Task goal:
Copy the material below word for word, beginning at the line that contains "Expected: one point per instance of the bottle" and stopping after the final line.
##########
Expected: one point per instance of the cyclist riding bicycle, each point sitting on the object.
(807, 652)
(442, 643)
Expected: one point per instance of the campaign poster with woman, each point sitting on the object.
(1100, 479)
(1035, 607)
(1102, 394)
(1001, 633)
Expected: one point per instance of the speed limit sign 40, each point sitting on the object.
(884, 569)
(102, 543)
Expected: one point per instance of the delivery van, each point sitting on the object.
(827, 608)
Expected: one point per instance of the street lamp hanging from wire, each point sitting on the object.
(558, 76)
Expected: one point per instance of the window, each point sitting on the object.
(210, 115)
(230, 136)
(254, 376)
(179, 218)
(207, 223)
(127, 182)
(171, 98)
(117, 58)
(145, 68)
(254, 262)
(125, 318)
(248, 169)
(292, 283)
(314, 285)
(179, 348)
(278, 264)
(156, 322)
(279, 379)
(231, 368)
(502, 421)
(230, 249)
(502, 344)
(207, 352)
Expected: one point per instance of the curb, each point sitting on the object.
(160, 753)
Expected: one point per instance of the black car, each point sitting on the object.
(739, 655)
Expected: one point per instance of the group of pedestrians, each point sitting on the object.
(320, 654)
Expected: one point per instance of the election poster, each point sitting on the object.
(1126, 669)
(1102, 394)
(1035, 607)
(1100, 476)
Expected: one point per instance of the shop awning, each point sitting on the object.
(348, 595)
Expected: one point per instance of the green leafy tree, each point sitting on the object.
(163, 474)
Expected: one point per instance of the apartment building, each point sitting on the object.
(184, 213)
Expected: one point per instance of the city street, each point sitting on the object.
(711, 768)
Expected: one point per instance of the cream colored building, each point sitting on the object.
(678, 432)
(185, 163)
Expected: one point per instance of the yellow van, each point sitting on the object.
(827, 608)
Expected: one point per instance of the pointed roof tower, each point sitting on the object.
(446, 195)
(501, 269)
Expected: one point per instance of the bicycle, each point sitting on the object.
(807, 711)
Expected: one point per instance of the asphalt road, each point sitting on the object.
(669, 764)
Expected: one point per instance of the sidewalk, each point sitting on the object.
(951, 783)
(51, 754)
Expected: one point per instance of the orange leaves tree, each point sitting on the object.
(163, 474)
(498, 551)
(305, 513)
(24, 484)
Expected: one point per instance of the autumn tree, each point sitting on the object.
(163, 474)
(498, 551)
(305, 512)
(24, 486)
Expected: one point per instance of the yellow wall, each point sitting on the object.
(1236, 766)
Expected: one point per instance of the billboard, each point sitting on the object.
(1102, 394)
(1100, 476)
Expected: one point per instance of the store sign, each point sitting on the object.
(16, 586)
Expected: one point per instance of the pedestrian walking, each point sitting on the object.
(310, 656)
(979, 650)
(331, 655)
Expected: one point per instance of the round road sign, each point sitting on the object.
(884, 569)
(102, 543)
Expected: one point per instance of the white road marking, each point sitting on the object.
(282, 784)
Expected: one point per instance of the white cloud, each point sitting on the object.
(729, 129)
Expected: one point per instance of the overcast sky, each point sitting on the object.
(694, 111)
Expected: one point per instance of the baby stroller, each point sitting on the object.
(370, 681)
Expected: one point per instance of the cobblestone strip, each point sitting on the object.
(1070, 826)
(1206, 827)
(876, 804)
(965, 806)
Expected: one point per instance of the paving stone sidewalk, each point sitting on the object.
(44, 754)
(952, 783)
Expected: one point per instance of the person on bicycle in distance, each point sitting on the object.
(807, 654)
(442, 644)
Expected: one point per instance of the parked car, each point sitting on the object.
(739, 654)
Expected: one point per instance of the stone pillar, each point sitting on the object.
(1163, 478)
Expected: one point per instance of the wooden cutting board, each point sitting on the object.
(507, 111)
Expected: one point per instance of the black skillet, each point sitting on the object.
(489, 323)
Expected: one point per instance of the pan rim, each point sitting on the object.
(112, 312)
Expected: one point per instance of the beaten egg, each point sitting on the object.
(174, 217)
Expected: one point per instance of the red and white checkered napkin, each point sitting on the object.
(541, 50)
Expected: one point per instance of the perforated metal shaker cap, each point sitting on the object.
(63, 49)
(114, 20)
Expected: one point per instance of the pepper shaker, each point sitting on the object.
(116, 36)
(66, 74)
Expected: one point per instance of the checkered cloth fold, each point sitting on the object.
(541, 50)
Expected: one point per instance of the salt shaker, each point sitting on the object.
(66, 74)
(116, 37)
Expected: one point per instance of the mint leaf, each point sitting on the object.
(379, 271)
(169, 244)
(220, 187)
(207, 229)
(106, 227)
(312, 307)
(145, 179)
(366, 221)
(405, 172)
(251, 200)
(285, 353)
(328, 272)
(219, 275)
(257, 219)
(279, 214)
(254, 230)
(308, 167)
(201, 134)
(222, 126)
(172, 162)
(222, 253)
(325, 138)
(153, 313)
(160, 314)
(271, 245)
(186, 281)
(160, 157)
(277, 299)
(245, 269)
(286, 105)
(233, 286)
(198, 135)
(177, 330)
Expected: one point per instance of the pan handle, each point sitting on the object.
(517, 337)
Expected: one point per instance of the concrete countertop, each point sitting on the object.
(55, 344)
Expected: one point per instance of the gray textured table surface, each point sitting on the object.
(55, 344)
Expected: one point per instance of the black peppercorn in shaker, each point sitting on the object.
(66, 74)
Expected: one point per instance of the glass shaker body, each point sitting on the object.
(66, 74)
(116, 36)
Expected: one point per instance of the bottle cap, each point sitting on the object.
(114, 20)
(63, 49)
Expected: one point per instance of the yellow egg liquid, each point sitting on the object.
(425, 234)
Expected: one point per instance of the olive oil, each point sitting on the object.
##########
Output of the exercise:
Expected: one point per instance of the bottle cap, each point sitting on the object.
(114, 20)
(63, 49)
Expected: one point per instance of the yellow egg liquid, each point sitting on the object.
(425, 234)
Expected: one point per instance of the olive oil, each point sitting on the object.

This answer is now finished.